**Task brief**:
Filter the records down to the lines that hold the word "loose", and copy each of those lines.

Given information section start

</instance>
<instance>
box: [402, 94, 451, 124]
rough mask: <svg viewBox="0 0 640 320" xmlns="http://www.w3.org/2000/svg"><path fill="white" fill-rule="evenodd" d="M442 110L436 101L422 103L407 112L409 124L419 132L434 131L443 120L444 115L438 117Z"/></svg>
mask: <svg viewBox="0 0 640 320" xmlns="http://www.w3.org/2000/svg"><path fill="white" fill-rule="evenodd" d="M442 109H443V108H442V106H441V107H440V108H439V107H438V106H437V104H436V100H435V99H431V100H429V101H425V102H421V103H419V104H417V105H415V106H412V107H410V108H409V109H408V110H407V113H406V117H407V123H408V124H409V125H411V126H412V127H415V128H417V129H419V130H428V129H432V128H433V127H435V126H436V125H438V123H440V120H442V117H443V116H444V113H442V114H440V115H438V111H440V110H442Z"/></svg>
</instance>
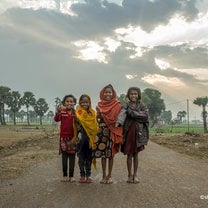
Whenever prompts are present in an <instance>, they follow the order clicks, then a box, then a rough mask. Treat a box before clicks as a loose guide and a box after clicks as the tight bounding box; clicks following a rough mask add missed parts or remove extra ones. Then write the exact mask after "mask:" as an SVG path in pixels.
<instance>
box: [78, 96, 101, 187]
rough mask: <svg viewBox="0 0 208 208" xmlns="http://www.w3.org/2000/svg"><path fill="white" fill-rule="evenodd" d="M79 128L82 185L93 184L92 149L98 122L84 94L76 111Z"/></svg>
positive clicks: (89, 104) (78, 143) (94, 114)
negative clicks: (92, 173)
mask: <svg viewBox="0 0 208 208" xmlns="http://www.w3.org/2000/svg"><path fill="white" fill-rule="evenodd" d="M76 116H77V119H78V122H79V124H80V126H79V140H78V144H77V155H78V157H79V161H78V164H79V168H80V176H81V177H80V180H79V182H80V183H91V182H92V178H91V164H92V149H93V147H94V140H95V137H96V133H97V121H96V115H95V111H94V110H93V109H92V107H91V99H90V97H89V96H88V95H86V94H83V95H81V97H80V99H79V106H78V108H77V109H76Z"/></svg>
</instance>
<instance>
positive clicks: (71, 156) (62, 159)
mask: <svg viewBox="0 0 208 208" xmlns="http://www.w3.org/2000/svg"><path fill="white" fill-rule="evenodd" d="M68 161H69V177H73V176H74V166H75V154H68V153H67V152H62V169H63V176H64V177H66V176H68V174H67V170H68Z"/></svg>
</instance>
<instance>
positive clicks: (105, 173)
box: [54, 85, 149, 184]
mask: <svg viewBox="0 0 208 208" xmlns="http://www.w3.org/2000/svg"><path fill="white" fill-rule="evenodd" d="M126 97H127V102H126V103H125V105H123V106H121V104H120V102H119V100H118V99H117V95H116V91H115V90H114V88H113V86H112V85H107V86H105V87H104V88H103V89H102V90H101V91H100V101H99V102H98V104H97V106H96V110H94V109H93V108H92V105H91V98H90V96H89V95H87V94H83V95H81V96H80V98H79V102H78V107H77V108H76V109H75V105H76V98H75V97H74V96H73V95H66V96H65V97H64V98H63V100H62V105H61V106H58V107H57V112H56V114H55V116H54V120H55V121H56V122H58V121H60V139H59V152H60V154H62V169H63V179H62V181H63V182H66V181H69V182H75V178H74V166H75V155H76V154H77V156H78V165H79V169H80V179H79V182H80V183H91V182H93V180H92V178H91V166H92V165H94V166H96V158H101V166H102V179H101V181H100V183H101V184H111V183H113V180H112V177H111V174H112V169H113V159H114V156H115V154H116V153H118V152H119V151H121V152H123V153H124V154H125V155H127V170H128V179H127V182H128V183H138V182H139V180H138V177H137V169H138V152H139V151H142V150H143V149H144V146H145V145H147V142H148V139H149V130H148V124H149V123H148V110H147V108H146V107H145V105H144V104H143V103H142V102H141V91H140V89H139V88H137V87H131V88H129V89H128V91H127V95H126ZM68 164H69V173H68V171H67V170H68ZM132 166H133V168H132Z"/></svg>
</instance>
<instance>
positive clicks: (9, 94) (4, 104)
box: [0, 86, 11, 125]
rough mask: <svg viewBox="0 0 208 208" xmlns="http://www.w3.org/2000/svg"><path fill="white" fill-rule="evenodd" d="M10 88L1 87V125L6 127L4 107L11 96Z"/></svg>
mask: <svg viewBox="0 0 208 208" xmlns="http://www.w3.org/2000/svg"><path fill="white" fill-rule="evenodd" d="M10 90H11V89H10V88H9V87H5V86H0V123H1V125H6V121H5V117H4V114H5V109H4V105H5V104H7V101H8V98H9V96H10Z"/></svg>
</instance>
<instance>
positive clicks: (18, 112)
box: [16, 110, 27, 122]
mask: <svg viewBox="0 0 208 208" xmlns="http://www.w3.org/2000/svg"><path fill="white" fill-rule="evenodd" d="M25 116H27V113H26V112H25V111H24V110H21V111H19V112H17V113H16V117H17V119H19V121H20V122H23V121H24V117H25Z"/></svg>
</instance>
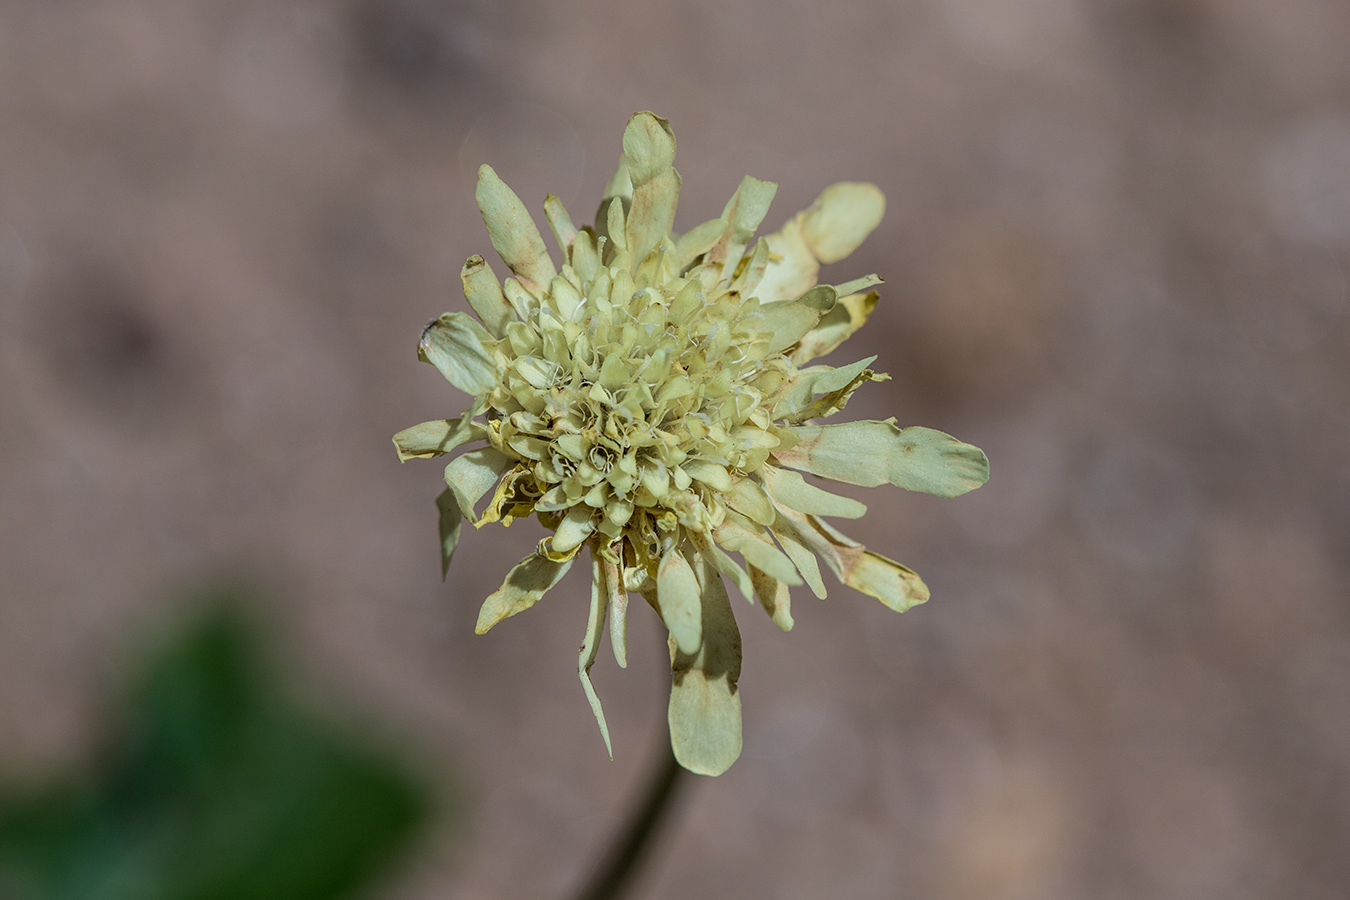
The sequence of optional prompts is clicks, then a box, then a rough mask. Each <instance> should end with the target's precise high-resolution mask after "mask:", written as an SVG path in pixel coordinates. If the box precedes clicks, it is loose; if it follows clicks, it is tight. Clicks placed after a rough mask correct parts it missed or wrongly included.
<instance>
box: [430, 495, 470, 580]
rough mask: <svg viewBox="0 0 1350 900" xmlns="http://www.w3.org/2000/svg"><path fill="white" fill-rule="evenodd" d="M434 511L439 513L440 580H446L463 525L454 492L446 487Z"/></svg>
mask: <svg viewBox="0 0 1350 900" xmlns="http://www.w3.org/2000/svg"><path fill="white" fill-rule="evenodd" d="M436 510H437V511H439V513H440V515H439V519H440V521H439V528H440V578H441V580H445V576H447V575H448V573H450V560H451V557H454V556H455V548H456V546H458V545H459V529H460V526H462V525H463V521H464V513H463V510H460V509H459V502H458V501H455V491H452V490H450V488H448V487H447V488H445V490H443V491H441V493H440V497H437V498H436Z"/></svg>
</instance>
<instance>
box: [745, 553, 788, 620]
mask: <svg viewBox="0 0 1350 900" xmlns="http://www.w3.org/2000/svg"><path fill="white" fill-rule="evenodd" d="M751 582H752V583H753V584H755V596H757V598H759V599H760V604H761V606H763V607H764V611H765V613H768V617H769V619H772V622H774V625H776V626H778V627H779V629H780V630H783V631H791V630H792V625H794V622H792V596H791V592H790V591H788V588H787V584H786V583H784V582H780V580H778V579H776V578H774V576H772V575H769V573H767V572H763V571H760V569H757V568H755V567H753V565H752V567H751Z"/></svg>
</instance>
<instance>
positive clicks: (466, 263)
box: [459, 255, 516, 337]
mask: <svg viewBox="0 0 1350 900" xmlns="http://www.w3.org/2000/svg"><path fill="white" fill-rule="evenodd" d="M459 281H460V282H462V283H463V286H464V300H467V301H468V306H470V309H472V310H474V314H475V316H478V318H479V321H482V322H483V328H486V329H487V333H489V335H491V336H493V337H501V336H504V335H505V333H506V325H509V324H510V322H513V321H516V310H514V309H512V305H510V304H509V302H508V301H506V294H504V293H502V286H501V282H499V281H497V274H495V273H493V270H491V267H490V266H489V264H487V260H486V259H483V258H482V256H478V255H474V256H470V258H468V260H467V262H466V263H464V267H463V269H462V270H460V271H459Z"/></svg>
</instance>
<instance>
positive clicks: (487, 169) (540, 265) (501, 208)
mask: <svg viewBox="0 0 1350 900" xmlns="http://www.w3.org/2000/svg"><path fill="white" fill-rule="evenodd" d="M477 198H478V209H479V212H482V213H483V224H485V225H487V236H489V237H490V239H491V242H493V247H494V248H495V250H497V252H498V255H499V256H501V258H502V262H505V263H506V264H508V266H510V270H512V271H513V273H516V277H517V278H520V279H521V281H522V282H528V285H526V286H531V287H543V286H544V285H547V283H548V282H551V281H552V279H553V275H556V274H558V269H555V267H553V260H552V259H549V258H548V248H545V247H544V239H543V237H541V236H540V235H539V228H536V227H535V220H533V219H531V217H529V210H526V209H525V204H522V202H521V201H520V197H517V196H516V192H514V190H512V189H510V188H508V186H506V182H504V181H502V179H501V178H498V177H497V173H495V171H493V167H491V166H487V165H483V166H479V169H478V190H477Z"/></svg>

Given information section end

**Completed exercise**:
Whenever prompts are present in an <instance>, they follow the order clicks, then a box, then a rough mask. Treat a box before clicks as a loose guide and a box after clicks as the tight bounding box; clicks following a rough mask add missed parts or remove extra ones. Then write the exact mask after "mask:" as an SVG path in pixels.
The sequence of optional prompts is clicks, then a box, then a rough mask. Each <instance> should end with the target's precise high-resolution mask after "mask:", written as an SVG path in pixel coordinates. If the box precedes clicks, it is loose; if it follows clicks, it is tight. Clicks placed after a rough mask correct parts it missed or wrongly included.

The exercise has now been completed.